> 本文
──────────────────────────────

添削(47)-あすなろ会(2)令和5年4月ー

A子さん

原句 水戸学の桜蕊降る築地塀

水戸学の道
水戸学の道

水戸市では、弘道館・水戸城跡周辺を歩いて楽しめる散策ルート「水戸学の道」を整備しています。原句は「道」に沿っての白壁や築地塀に ”桜蕊が降る” という秀麗な光景を詠んだものです。ただ原句の上句 ”水戸学の” だけでは、知っている人以外はこれが「道」を表していることに辿り着けないので、字余りになりますが、上句は「水戸学の道」と言い切った方が良いと思います。

参考例 水戸学の道桜蕊降る築地塀


原句 父の手の木彫りの菩薩風薫る

地蔵菩薩
地蔵菩薩

季語 ”風薫る” の爽やかさを引き立てる取り合わせとして、父君の彫った菩薩を持ってきたのは、父君を追想する深い愛情が感じられて、とても良いと思います。論点として、”父の手の木彫りの” というところを、”父の彫る” と短縮して、余った字数を菩薩に振り当てて、”父の彫る地蔵菩薩や風薫る” のような句もありえますが、この句の主眼が父君の追想であるとすれば、原句の方が適切であるといえます。直しの要らない佳句です。


原句 春愁や机上の旅のはじまりぬ

原句の解釈ですが、この春は実際に旅行に行けなかったので、せめてガイドブックだけでも見て机上での旅を楽しむことにしよう、というものだと思います。しかし机上だけの旅であっても愁いは晴れてくると思いますので、春愁をそのままにして置くのは釣り合わないのではないでしょうか。

参考例 春愁を晴らす机上の旅始め


B子さん

原句 水底の光ふくらむ蝌蚪の紐

浅い池の底に、おたまじゃくしの尾の影が映っている、尾の揺れに従い、影も揺れ、その春の光は膨らんでもいるようだという句で、生まれたばかりの生命に春の光を重ねた佳句です。”ふくらむ” の解釈として、蝌蚪の成長とすることもありえて、その場合の意味的切れは「水底の光/ふくらむ蝌蚪の紐」となります。しかし詩としては、”光ふくらむ” をひと括りとする方が遥かに優れていて、原句に直しは要りません。

──────────────────────────────

> 提示データ
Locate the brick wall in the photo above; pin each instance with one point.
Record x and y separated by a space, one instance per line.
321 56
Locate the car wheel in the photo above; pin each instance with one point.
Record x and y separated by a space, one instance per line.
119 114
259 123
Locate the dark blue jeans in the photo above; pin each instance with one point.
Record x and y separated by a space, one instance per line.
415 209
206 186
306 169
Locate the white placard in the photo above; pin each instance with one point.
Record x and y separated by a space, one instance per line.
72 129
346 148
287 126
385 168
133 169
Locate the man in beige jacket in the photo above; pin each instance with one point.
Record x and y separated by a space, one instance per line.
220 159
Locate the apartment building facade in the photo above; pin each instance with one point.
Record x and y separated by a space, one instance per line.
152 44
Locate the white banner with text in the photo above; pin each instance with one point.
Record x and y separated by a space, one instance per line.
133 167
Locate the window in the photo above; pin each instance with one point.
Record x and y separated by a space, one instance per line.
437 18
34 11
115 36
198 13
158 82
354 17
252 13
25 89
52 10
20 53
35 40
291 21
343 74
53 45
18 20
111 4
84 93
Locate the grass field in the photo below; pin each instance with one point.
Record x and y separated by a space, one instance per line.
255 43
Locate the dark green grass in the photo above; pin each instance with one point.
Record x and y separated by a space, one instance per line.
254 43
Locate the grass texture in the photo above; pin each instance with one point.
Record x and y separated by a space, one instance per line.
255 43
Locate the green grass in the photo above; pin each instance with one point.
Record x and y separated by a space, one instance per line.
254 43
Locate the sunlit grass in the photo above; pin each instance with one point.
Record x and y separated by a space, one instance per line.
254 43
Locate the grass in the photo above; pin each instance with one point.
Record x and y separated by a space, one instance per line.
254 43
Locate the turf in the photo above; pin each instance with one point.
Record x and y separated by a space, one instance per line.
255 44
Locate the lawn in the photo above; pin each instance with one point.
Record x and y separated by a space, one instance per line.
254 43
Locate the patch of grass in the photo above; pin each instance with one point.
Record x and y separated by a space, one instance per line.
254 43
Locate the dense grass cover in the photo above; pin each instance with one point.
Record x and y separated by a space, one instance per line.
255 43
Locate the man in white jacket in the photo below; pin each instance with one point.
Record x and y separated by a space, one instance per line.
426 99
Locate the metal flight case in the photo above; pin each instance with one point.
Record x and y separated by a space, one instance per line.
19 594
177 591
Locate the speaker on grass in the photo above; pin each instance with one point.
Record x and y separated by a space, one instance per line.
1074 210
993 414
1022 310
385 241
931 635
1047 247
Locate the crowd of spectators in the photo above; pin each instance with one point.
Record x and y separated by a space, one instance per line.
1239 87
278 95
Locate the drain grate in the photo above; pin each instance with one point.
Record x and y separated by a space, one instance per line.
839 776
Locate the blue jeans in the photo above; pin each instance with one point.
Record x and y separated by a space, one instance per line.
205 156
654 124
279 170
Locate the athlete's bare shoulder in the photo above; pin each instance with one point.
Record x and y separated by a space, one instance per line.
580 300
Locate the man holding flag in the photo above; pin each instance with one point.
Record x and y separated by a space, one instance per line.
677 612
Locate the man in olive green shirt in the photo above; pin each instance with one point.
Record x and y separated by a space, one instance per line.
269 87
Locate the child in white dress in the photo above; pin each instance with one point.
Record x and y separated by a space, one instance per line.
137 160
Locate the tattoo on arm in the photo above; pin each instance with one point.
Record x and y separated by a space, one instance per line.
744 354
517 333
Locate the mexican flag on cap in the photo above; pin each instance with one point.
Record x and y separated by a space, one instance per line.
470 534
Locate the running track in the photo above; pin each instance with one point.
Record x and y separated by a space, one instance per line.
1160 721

──────────────────────────────

> 課題
a. 俳句添削の文章から、「参考例 水戸学の道桜蕊降る築地塀」を含む箇所から始めて「わないのではないでしょうか。」で終わる部分を、一字も変えずに書き写して返してください。
b. 俳句添削の文章について、次の問いに答えよ。
(i) 水戸市が弘道館・水戸城跡周辺に整備している散策ルートの名前は何か。
(ii) 「父の手の木彫りの菩薩風薫る」の句で、「父の彫る」と短縮した場合の句の例として挙げられているものは何か。
(iii) 「水底の光ふくらむ蝌蚪の紐」で、「ふくらむ」を蝌蚪の成長と解釈した場合、意味的切れはどうなるとされているか。
c. 俳句添削の文章を、最後に示された文の次から書き継げ。

> 解答
a.
参考例 水戸学の道桜蕊降る築地塀


原句 父の手の木彫りの菩薩風薫る

地蔵菩薩
地蔵菩薩

季語 ”風薫る” の爽やかさを引き立てる取り合わせとして、父君の彫った菩薩を持ってきたのは、父君を追想する深い愛情が感じられて、とても良いと思います。論点として、”父の手の木彫りの” というところを、”父の彫る” と短縮して、余った字数を菩薩に振り当てて、”父の彫る地蔵菩薩や風薫る” のような句もありえますが、この句の主眼が父君の追想であるとすれば、原句の方が適切であるといえます。直しの要らない佳句です。


原句 春愁や机上の旅のはじまりぬ

原句の解釈ですが、この春は実際に旅行に行けなかったので、せめてガイドブックだけでも見て机上での旅を楽しむことにしよう、というものだと思います。しかし机上だけの旅であっても愁いは晴れてくると思いますので、春愁をそのままにして置くのは釣り合わないのではないでしょうか。

b.
(i) 水戸学の道
(ii) 父の彫る地蔵菩薩や風薫る
(iii) 「水底の光/ふくらむ蝌蚪の紐」

c.
原句 春愁やゆるりと溶ける角砂糖

喫茶店
京都出町柳の柳月堂

角砂糖がゆるりと溶けることに春愁を感じたという、面白いところに目を付けた句です。ただこの場合、季語として ”春愁” ではなく、”行春” のほうが合っているように思えます「行春やゆるりと溶ける角砂糖」。”春愁” に合わすとしたら ”名曲喫茶” で音を入れて、

参考例 春愁や名曲喫茶の角砂糖 


原句 遊行寺の絵馬からころと風薫る

遊行寺の絵馬
遊行寺のオリジナル絵馬

季語 ”風薫る” に、遊行寺の絵馬が風に吹かれて、”からころ” と音を立てていることを取り合わせた句で、季語を引き立てる取り合わせになっていて、それ自体は良いと思います。ただ中七の ”からころと” で助詞の ”と” が使われているため、次に繋がるものが想定されることになります。それは、”音がする” となるはずであり、それが省略されて、”風薫る” に繋がっていることで違和感が生じています。”と” は次のように簡単にはずす事が出来ます。

参考例 遊行寺の絵馬はからころ風薫る


C子さん

原句  佐保行けば千手にあまる春愁ひ

古代の奈良、大和川の支流で水運の一翼を担った佐保川という川があります。東大寺のある春日から、西の薬師寺や唐招提寺の方へ流れる川で、幕末に奈良奉行を務めた川路聖謨の手により、川沿いに桜が植えられ、現在も散策コースとして春には賑わいを見せているところです。

佐保川の桜
佐保川の桜

句作者は、春にこのコースを唐招提寺まで散策し、唐招提寺での千手観音を拝観して、途中の大勢の観光客を、”千手にあまる” と描写したものと思われます。ただ中七の、”千手にあまる” が理解しづらいので、平易に唐招提寺に結び付く ”千手の御堂” として参考句としました。

参考句 佐保行けば千手の御堂春愁ひ

唐招提寺の千手観音
唐招提寺の千手観音

 

原句 朧夜や湯宿の下駄の音鈍く

朧夜のぼんやりした空気に、下駄の鈍い音を組み合わせたのは良いと思います。下五が副詞でおわっているので、語順をかえて名詞止にして、句を引き締めてみます。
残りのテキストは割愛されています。